__Directions__. Sift through the listing below and copy out each line that contains the string "shop". Matching is case-sensitive.

__Supplied entries__.
__________
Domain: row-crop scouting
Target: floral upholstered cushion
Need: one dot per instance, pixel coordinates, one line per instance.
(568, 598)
__________
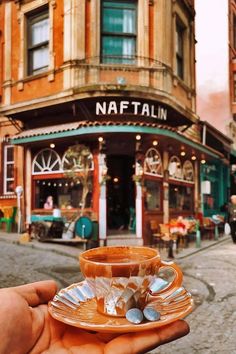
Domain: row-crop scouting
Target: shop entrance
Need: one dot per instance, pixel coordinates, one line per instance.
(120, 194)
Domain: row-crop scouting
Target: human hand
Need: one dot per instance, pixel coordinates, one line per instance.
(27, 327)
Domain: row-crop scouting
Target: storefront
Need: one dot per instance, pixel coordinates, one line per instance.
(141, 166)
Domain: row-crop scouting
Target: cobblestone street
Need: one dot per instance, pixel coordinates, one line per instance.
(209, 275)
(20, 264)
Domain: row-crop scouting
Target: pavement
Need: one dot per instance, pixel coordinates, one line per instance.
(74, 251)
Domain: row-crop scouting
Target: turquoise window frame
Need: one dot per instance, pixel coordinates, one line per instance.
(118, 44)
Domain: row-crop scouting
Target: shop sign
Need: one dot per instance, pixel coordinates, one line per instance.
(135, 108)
__________
__Solution for this task__.
Target: shop entrance
Target: shop sign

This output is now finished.